(Material provided Opens)
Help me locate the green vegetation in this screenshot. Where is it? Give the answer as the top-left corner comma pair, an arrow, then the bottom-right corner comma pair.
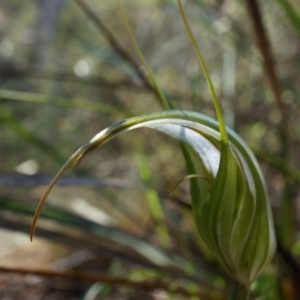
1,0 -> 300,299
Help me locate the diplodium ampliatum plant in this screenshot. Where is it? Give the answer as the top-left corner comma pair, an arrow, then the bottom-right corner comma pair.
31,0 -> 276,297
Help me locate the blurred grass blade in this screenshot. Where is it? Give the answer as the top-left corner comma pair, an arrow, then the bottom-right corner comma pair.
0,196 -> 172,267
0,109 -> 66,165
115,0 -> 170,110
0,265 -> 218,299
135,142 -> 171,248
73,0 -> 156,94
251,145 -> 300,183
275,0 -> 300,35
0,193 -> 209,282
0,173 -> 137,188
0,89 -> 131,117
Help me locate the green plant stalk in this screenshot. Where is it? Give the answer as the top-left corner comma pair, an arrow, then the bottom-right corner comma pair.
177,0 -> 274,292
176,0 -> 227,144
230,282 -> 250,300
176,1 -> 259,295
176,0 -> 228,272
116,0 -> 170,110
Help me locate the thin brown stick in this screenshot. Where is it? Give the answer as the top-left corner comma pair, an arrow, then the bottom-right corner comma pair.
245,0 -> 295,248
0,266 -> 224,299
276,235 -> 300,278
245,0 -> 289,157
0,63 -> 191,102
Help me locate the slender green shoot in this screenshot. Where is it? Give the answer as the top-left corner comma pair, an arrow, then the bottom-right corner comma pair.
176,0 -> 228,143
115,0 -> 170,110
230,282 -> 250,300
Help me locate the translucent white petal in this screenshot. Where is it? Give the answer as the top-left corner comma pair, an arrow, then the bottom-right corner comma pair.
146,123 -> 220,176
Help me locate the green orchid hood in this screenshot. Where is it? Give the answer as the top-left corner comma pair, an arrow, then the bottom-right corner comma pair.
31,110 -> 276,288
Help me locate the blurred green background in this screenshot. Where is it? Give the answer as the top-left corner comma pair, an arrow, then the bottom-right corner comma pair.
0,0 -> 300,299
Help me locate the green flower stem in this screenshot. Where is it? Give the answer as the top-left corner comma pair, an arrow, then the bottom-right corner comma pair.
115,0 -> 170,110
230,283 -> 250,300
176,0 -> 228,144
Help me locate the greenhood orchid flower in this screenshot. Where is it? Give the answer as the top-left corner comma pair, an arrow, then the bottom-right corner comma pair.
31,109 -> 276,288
(Material provided Closes)
The line containing "Help me locate the translucent" and every line after it, through the end of the records, should be repeated exactly and alone.

Written reply:
Help me locate the translucent white petal in this screenshot. Where is it? Give the answer as the top-left corner comma pair, an arrow, then the bottom-right corner comma pair.
146,123 -> 220,176
Help me locate the green orchid hood in this screenshot. Where is it? Give the answer as the top-left corner comma pair, an arrow, then the bottom-right corner comma pair.
31,110 -> 276,288
Help me locate the blurred green background in this screenshot. Where is it? Give the answer as the top-left corner comma pair, an arrow, then the bottom-right corner comma pair.
0,0 -> 300,299
Help me locate the green flower stem in this screenshot. Where is it? Give the answer as the top-left corner comma pair, an arrow, then the bottom-right corner comma pair.
115,0 -> 170,110
230,283 -> 250,300
176,0 -> 228,144
Help me locate the greenhood orchid flower in this screenshot. Where is it? Give the answer as the top-left corner comma pair, an arrow, then the bottom-right corner comma pair.
31,109 -> 276,288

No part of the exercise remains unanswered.